Extract provided =>
----
CHRISTIAN, NOT A QUAKER
American Culture Was Overwhelmingly Christian
The colonies were populated primarily by people shaped by various Christian traditions:
- Congregationalists (New England)
- Anglicans (Virginia, the South)
- Quakers (Pennsylvania)
- Baptists, Presbyterians, Catholics, etc.
The founders largely assumed the population would remain culturally Christian. They did not envision: A religious vacuum or a fully secular society as we understand it today. They assumed a religiously informed moral culture, even if they disagreed on doctrine.
The Real Conflict Was Among Christian Denominations. The issue wasn’t: “Should we be Christian or something else?” It was: “Which version of Christianity gets to be in charge?”
Different colonies had already experienced:
- State-supported churches
- Religious favoritism
- Discrimination against dissenters
So the founders had seen firsthand what happens when: government hooked up with a specific denomination created conflict.
It Wasn’t “Judeo vs Christian”. The founders were not choosing between Judaism and Christianity. Instead, they were operating in a world influenced by: Biblical tradition (Old + New Testament), Natural law philosophy, Enlightenment thought.
When we say “Judeo-Christian values” today, we’re using a modern label. They wouldn’t have framed it that way.
In spite of their largely Christian representation, they did not assume only Christianity would exist. Some founders—especially James Madison and Thomas Jefferson explicitly supported religious pluralism and protection for minority faiths.
Even at the time, America included Jews, Deists, Catholics(often distrusted) and Non-religious thinkers. So the idea wasn’t “Everyone will be Christian forever”. It was closer to “Government should not control religion and Religion should not control government.”
What “No State Religion” Really Meant.
The First Amendment does two things:
1. No establishment → The government cannot create or favor a national church
2. Free exercise → Individuals can practice their faith freely
This was a structural decision, not just a theological one.
The founders believed: Faith is stronger when it is chosen—not enforced.
Even though they rejected a state religion, the founders still believed religion (especially Christianity) would continue to shape character, behavior and public virtue. In other words, they separated church and state… but not morality and society.
That’s a powerful distinction.
The founders built a system that depends on a moral culture… while refusing to enforce that culture through government.
That creates a built-in tension:
- If the culture remains strong → freedom works
- If the culture weakens → the system strains
The problem is, the culture doesn’t always remain strong; didn’t remain strong.
A Sharper Way to Say It
Instead of saying: “They assumed everyone would be Christian”
I might say: “They rejected a government-enforced religion not because faith didn’t matter—but because they believed faith was too important to be controlled by government. They assumed the moral framework shaped by Christianity would continue to live in the people, not in the state.”
----
Items =>

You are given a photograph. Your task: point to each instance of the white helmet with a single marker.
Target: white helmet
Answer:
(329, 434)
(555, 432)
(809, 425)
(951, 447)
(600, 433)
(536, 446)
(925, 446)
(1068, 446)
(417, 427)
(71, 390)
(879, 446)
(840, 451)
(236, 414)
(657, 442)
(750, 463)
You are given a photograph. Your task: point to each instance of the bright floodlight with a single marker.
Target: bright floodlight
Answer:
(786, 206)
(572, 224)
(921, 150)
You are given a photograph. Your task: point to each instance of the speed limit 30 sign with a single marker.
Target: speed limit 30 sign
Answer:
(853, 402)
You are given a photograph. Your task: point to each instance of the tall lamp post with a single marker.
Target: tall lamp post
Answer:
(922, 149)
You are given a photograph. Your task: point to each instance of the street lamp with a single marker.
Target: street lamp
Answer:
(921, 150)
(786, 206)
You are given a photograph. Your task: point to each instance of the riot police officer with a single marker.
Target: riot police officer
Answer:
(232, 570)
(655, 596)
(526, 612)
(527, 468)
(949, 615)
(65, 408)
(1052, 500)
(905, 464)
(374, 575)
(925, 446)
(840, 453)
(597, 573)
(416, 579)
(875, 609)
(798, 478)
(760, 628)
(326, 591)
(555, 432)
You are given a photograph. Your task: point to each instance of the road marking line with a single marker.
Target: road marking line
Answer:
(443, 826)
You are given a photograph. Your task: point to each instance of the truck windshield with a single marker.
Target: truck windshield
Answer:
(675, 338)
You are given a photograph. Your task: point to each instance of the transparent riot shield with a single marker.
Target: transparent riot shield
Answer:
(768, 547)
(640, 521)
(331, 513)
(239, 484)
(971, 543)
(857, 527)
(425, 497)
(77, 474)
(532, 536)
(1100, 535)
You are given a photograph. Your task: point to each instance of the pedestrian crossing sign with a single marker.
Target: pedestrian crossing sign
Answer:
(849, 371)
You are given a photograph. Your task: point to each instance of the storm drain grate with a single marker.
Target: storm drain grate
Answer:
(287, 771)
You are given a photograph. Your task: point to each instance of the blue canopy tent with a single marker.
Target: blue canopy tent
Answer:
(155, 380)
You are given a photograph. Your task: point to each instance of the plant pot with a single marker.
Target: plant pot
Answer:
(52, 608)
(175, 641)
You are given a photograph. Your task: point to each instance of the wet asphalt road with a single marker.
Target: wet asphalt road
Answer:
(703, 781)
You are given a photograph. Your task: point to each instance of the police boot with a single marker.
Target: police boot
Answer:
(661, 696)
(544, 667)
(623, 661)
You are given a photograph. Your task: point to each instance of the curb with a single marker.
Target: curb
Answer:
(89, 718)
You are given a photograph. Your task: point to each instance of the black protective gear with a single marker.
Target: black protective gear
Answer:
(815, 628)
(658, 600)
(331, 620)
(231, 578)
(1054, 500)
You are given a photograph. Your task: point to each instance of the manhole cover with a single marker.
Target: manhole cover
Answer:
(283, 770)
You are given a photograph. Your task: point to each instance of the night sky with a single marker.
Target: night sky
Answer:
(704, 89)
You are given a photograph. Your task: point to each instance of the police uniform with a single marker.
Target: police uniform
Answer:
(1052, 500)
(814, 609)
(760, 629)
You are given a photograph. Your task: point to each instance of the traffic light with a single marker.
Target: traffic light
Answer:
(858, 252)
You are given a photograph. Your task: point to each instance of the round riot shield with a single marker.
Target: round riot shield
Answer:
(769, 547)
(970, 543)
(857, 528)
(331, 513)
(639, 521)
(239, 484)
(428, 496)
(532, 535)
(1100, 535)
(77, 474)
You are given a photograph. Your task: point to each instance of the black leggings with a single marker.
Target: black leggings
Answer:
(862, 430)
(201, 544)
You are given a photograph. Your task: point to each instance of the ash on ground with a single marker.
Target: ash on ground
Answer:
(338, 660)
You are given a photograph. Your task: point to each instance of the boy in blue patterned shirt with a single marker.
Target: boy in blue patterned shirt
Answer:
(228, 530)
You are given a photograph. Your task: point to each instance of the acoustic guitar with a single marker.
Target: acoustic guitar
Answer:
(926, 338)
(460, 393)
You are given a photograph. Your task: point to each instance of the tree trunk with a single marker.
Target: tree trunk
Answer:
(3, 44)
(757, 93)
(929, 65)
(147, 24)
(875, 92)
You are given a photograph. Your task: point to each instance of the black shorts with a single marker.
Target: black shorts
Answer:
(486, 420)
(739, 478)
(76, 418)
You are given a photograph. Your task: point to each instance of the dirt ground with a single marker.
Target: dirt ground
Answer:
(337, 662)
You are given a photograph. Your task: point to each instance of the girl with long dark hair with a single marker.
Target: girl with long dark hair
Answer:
----
Set of tasks =>
[a] Can you pull from the piece on the founders and religion the passage starting with "In spite of" and going on through "is chosen—not enforced.", word for word?
[b] Could you extend the piece on the founders and religion, picking up right after its final sentence?

Exercise results =>
[a]
In spite of their largely Christian representation, they did not assume only Christianity would exist. Some founders—especially James Madison and Thomas Jefferson explicitly supported religious pluralism and protection for minority faiths.
Even at the time, America included Jews, Deists, Catholics(often distrusted) and Non-religious thinkers. So the idea wasn’t “Everyone will be Christian forever”. It was closer to “Government should not control religion and Religion should not control government.”
What “No State Religion” Really Meant.
The First Amendment does two things:
1. No establishment → The government cannot create or favor a national church
2. Free exercise → Individuals can practice their faith freely
This was a structural decision, not just a theological one.
The founders believed: Faith is stronger when it is chosen—not enforced.

[b]
That’s historically stronger—and rhetorically more effective.
Assuming the founders’ expectations about culture can simply be restored by argument alone. They lived in a time where religion was embedded in daily life, communities reinforced shared norms and Institutions aligned with moral teaching.
Today’s environment is very different, so the challenge isn’t just “Return to what they believed”, it’s “How do you sustain a moral culture without state enforcement in a pluralistic society?”
That’s the modern problem.
The founders were dealing primarily with conflicts among Christian denominations. They rejected a state religion to avoid coercion and conflict. They still assumed a shared moral culture shaped by religion. They did not intend government to enforce belief. The system depends on internal virtue, not external force.
PART 2.0
A LARGELY CHRISTIAN COUNTRY DEALS WITH CONFLICTING CULTURE – ISLAM
Now comes the introduction of large numbers of Muslim immigrants. Not one at a time. Not in a way that naturally blends into an existing culture. But in numbers large enough to stand apart. And that matters. Because this is not happening in the America the founders knew. It is happening in an America that is already struggling to remember who it is.
For generations, this country was shaped—quietly, imperfectly, but unmistakably—by a Christian moral framework. It lived in our homes, our schools, our communities. It wasn’t enforced by government, but it was reinforced by culture.
That framework is fading. And as it fades, something else is happening at the same time. We are importing people from cultures that do not share the same assumptions about freedom, law, and the role of religion in public life—while, at the same time, loosening any expectation that they should adopt ours. That is not diversity. That is drift. And drift, left unchecked, becomes division.
Now layer on a harder truth. This did not happen by accident.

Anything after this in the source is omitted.